I only mention this story, because I didn’t fully comprehend what I saw that day. Deon wasn’t doing anything except being himself. He approached every aspect of his life with the same level of enthusiasm. When Deon Lasater shook your hand, looked you straight in the eyes, and flashed that big grin, you knew he was something special.
He was in love with life…and life loved him back. He loved his Connie…and she loved him back. He loved God…and God loved him back, too.
Just a day before he and Connie were leaving for Florida to go ocean fishing, God chose another path for Deon’s life. Who am I to question God or what His plan was for him? But, for years, I did just that. I couldn’t understand how He allowed Deon’s terrible accident to happen. It was painfully obvious to everyone he and Connie suffered so much, lost so much.
But, the pain, agony, sorrow, and suffering of his devastating condition were simply no match for Deon and Connie’s love for God and each other. Staying in their home during our last visit to Cave-in-Rock, Wanda and I saw it with our own eyes and heard it with our own ears. This was not a house filled with doom, gloom, resentment and despair. It was a home overflowing with God, love, kindness, laughter, family, and friends.
In recent years…like most of us as we get older…I, too, have suffered many major operations and a bout with cancer. Yes, I endured pain, stress, and worry. Yes, I wondered what the future held for me. But, every time I started to become bitter and complain about my life, I thought of Deon. Instantly, I prayed to God asking for forgiveness and giving thanks for His many blessings. Greatness like Deon’s does that to a person.
Despite the odds and the staggering severity of his condition, Deon lived twice as many years as others suffering from the same tragic situation. For sure, he was a fighter. Giving up or failing were never acceptable options for Deon.
However, Wanda and I know Deon had a blessing most others did not have. He had his wife, Connie. I absolutely believe her great love for Deon and her round-the-clock commitment to his total care gave Deon those extra years. Even though I have personally witnessed her unwavering dedication, I am still in awe of her courage, strength, and countless sacrifices. Connie, you are much loved and an inspiration to everyone that knows you. You were Deon’s personal angel.

Today, in closing, we honor the life of a great man…a true man. Because of his time as Hardin County Sheriff, many people have said Deon reminded them of the famous sheriff in the real life movie, “Walking Tall.” I agree. And, for me personally, I think Deon was “The John Wayne of Hardin County.”
If I was a soldier in a fox hole during battle, I would want Deon fighting beside me. If I sought integrity, honesty, and capability in a law enforcement officer, I would choose Deon. If I needed a loyal and trustworthy friend, I would choose Deon. If God needed another great angel in Heaven, He would choose Deon…and He did.
Doen, I have never known a man that stood as tall as you…especially during those unimaginable years when you couldn’t stand at all.
God bless you, my forever friend…and thank you for spending time with all of us.

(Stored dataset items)
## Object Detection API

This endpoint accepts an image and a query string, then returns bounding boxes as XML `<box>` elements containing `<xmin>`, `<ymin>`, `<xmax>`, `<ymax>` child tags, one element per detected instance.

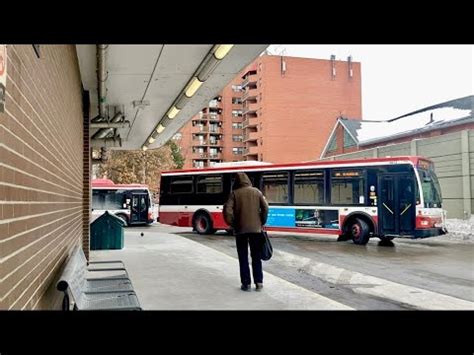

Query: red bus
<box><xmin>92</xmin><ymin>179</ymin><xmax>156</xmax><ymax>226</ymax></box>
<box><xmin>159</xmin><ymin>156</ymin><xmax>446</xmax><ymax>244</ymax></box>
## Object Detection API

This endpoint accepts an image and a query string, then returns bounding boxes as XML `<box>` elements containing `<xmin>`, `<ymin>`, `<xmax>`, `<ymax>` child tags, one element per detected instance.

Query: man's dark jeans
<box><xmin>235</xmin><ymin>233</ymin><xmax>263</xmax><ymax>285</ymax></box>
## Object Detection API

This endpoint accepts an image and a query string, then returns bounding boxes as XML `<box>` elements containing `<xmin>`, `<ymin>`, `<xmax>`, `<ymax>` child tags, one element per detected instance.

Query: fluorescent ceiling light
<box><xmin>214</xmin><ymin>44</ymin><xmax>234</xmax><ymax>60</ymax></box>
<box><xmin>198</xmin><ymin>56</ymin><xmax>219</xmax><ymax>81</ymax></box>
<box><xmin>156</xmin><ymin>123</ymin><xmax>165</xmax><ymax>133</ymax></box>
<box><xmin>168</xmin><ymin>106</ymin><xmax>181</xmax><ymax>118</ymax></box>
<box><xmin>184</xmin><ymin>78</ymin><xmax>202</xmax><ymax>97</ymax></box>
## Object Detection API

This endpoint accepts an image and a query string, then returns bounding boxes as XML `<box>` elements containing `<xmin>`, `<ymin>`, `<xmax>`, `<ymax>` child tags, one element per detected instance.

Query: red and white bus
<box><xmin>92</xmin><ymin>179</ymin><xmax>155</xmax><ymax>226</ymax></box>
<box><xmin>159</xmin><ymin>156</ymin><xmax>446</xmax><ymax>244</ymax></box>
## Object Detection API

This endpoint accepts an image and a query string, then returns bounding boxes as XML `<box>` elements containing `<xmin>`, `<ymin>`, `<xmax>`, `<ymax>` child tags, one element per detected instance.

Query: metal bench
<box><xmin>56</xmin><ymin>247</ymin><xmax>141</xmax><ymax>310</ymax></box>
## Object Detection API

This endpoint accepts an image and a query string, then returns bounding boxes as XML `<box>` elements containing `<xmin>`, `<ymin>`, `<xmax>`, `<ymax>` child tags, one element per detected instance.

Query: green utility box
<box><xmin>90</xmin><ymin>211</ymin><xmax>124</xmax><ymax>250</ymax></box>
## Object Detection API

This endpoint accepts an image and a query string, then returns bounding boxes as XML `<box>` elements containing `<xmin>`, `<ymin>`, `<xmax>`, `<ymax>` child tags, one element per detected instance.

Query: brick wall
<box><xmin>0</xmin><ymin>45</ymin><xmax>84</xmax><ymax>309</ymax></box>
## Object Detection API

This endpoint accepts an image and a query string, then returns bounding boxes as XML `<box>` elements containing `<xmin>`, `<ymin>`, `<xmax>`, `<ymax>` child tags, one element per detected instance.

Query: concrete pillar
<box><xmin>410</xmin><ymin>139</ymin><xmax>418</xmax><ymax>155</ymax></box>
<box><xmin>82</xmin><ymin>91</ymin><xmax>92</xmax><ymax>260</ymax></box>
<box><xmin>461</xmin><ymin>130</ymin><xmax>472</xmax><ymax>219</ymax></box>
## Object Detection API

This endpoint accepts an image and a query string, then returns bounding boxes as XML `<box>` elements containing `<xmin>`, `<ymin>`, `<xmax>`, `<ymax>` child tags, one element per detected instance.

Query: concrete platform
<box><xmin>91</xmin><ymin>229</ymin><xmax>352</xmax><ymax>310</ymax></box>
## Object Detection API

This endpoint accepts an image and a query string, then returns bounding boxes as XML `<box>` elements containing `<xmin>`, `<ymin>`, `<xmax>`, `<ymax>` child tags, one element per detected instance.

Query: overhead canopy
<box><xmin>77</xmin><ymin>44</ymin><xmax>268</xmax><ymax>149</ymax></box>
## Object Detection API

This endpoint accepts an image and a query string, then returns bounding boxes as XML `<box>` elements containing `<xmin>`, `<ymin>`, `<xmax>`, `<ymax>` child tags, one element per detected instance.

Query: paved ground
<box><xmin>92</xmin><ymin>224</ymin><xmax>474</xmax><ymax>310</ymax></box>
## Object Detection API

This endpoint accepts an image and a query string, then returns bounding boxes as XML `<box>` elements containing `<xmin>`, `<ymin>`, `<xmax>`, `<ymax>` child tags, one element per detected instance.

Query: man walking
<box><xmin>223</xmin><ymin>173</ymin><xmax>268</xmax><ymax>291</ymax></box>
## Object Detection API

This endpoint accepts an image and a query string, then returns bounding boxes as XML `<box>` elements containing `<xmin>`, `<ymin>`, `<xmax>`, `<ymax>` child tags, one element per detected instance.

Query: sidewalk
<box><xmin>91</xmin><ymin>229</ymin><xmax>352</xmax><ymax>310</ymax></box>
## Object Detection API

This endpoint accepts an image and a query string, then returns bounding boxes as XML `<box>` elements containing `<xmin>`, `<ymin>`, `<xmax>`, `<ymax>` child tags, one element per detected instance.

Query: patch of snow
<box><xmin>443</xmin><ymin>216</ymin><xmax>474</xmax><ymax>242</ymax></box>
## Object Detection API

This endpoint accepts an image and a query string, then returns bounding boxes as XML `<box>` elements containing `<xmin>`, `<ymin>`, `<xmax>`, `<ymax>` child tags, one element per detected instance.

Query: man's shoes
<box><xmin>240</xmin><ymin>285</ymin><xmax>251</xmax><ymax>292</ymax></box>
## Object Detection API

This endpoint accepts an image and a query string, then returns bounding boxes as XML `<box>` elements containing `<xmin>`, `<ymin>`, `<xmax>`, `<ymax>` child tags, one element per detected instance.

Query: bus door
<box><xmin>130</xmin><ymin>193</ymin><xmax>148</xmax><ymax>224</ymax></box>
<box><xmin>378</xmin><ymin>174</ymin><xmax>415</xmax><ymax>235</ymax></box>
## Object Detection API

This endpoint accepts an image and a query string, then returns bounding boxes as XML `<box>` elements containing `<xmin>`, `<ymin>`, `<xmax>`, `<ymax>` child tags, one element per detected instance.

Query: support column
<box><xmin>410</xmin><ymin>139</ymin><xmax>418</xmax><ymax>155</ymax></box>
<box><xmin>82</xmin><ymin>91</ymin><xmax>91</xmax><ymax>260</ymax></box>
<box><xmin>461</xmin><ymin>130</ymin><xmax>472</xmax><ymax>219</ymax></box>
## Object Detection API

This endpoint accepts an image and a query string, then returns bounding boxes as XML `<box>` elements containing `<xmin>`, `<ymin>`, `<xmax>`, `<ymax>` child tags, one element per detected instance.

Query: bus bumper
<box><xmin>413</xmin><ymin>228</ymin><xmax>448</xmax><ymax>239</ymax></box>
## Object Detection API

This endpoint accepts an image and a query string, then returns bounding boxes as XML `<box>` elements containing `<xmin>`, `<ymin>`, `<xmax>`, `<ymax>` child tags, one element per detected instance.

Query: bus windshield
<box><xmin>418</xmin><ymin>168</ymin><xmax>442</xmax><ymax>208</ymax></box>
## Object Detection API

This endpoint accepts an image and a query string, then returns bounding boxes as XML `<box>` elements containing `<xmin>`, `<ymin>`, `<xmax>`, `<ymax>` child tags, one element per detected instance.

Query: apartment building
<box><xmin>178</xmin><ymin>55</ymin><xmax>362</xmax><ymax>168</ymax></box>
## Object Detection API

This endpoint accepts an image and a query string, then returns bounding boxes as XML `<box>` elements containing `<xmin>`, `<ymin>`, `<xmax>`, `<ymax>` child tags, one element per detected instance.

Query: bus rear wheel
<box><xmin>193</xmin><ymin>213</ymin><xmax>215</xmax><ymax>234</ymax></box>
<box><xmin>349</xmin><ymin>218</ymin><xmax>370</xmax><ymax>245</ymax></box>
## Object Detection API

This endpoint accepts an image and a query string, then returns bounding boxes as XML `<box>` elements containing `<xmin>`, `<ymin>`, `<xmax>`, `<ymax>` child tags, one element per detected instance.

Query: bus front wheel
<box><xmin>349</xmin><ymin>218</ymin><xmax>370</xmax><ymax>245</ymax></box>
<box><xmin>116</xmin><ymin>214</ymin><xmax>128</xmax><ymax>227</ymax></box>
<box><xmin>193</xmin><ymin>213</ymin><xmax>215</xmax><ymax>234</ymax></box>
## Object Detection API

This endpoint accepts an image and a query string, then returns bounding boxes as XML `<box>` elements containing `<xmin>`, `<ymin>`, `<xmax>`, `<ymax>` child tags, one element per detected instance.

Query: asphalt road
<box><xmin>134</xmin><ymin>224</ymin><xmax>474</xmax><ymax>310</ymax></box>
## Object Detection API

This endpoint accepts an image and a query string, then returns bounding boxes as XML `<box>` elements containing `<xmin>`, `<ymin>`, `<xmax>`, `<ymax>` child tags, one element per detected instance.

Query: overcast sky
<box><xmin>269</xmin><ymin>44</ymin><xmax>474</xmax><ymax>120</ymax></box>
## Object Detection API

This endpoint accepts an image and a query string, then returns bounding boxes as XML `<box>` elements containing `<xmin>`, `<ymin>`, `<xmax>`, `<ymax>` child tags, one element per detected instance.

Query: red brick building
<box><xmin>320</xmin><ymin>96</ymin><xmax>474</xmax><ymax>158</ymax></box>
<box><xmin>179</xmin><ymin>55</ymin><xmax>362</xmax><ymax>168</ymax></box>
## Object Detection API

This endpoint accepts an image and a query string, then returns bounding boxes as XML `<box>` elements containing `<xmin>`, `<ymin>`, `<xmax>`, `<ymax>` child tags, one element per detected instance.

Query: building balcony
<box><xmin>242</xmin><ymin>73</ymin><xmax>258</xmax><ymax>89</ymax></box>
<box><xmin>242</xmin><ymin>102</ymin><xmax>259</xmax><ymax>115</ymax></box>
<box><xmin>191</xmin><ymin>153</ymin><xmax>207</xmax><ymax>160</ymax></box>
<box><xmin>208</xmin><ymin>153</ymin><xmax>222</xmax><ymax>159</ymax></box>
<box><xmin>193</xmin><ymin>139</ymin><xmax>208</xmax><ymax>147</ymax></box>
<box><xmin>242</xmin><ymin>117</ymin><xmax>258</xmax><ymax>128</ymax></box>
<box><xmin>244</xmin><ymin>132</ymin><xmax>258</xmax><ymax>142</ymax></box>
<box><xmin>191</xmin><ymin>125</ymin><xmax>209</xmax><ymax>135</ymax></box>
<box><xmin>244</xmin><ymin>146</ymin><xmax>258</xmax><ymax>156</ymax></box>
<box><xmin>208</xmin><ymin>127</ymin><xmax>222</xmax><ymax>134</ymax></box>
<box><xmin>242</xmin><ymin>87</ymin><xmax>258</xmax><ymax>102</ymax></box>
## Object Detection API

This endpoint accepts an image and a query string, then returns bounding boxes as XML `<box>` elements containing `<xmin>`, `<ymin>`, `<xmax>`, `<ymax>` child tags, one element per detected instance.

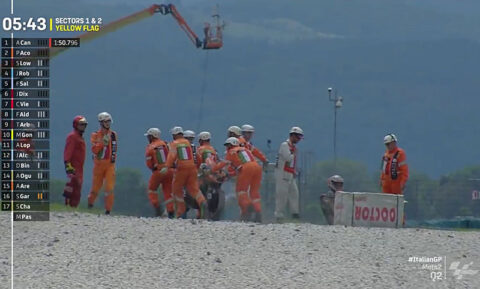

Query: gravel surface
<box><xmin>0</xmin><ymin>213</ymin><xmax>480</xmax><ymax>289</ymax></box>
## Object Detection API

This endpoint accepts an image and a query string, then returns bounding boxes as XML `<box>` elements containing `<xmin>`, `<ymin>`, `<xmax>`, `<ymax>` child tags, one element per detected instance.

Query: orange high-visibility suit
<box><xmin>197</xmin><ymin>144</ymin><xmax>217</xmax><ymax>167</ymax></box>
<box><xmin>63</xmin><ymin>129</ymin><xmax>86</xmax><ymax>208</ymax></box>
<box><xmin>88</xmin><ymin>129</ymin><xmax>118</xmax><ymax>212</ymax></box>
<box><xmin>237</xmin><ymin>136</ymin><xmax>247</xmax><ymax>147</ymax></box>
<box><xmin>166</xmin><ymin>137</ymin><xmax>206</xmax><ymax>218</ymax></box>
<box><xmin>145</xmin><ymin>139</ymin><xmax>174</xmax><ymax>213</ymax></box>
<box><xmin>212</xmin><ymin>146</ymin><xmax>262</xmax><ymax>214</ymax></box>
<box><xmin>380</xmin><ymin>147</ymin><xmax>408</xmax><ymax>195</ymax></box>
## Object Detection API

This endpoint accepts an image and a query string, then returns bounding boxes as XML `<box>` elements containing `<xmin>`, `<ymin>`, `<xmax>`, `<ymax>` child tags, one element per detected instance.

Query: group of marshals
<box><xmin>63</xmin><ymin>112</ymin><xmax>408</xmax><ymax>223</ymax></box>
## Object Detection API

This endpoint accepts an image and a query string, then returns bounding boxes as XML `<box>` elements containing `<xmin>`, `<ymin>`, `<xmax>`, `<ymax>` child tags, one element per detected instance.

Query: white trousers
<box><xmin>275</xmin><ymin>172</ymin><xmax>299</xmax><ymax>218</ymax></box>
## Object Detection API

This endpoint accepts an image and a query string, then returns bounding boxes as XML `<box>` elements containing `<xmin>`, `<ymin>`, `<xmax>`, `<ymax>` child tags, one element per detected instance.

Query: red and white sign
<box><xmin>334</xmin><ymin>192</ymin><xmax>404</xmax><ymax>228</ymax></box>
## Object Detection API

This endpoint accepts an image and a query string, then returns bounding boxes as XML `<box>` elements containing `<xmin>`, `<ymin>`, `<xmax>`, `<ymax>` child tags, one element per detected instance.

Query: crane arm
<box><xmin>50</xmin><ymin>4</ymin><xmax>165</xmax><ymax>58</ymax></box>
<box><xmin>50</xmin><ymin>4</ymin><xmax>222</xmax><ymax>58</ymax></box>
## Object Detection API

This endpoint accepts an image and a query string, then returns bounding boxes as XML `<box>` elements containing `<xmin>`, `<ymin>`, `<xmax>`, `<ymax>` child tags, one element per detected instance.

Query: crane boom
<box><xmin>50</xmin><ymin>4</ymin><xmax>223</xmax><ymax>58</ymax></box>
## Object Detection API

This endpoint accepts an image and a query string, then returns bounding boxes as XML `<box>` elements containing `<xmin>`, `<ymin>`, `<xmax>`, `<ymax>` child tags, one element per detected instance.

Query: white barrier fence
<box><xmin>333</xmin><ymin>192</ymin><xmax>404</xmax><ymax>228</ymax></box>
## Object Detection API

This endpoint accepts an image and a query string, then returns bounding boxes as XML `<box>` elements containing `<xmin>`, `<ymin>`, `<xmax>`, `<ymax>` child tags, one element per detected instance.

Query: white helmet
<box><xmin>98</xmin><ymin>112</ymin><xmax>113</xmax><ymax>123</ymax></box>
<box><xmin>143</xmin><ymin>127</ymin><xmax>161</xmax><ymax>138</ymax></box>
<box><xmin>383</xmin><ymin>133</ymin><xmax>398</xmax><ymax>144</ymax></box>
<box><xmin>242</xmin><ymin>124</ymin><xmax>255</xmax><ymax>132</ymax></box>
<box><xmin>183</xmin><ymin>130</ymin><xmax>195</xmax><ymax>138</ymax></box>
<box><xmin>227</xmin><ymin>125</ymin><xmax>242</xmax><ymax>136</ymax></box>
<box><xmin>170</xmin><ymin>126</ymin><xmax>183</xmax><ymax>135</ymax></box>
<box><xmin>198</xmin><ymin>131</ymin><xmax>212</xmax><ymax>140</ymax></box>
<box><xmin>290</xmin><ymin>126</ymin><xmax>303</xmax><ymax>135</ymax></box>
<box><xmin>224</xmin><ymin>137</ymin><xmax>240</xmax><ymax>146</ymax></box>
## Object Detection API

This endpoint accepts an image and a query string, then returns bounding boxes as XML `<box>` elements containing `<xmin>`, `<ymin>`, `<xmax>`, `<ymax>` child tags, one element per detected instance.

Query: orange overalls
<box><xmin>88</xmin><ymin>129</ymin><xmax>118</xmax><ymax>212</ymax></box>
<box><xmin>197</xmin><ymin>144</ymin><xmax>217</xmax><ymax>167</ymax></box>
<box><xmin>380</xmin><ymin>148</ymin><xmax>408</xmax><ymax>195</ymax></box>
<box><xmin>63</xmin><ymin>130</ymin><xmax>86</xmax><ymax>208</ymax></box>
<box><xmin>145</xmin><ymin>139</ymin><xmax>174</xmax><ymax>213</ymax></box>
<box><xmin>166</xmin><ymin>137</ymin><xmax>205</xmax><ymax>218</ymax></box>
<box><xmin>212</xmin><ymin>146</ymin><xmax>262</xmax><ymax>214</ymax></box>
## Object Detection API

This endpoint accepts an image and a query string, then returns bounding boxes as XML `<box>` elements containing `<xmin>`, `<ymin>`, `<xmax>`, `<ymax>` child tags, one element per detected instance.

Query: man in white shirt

# Task to carry out
Condense the paragraph in the tribute to Deon Lasater that begins "However, Wanda and I know" into a brief bulleted list of its main facts.

# Answer to this exercise
- Wanda and the writer know Deon had a blessing most others did not have: his wife, Connie.
- The writer believes her great love and round-the-clock care gave Deon extra years.
- Having witnessed her unwavering dedication, the writer is still in awe of her courage, strength, and countless sacrifices.
- Connie is much loved, is an inspiration to everyone who knows her, and was Deon's personal angel.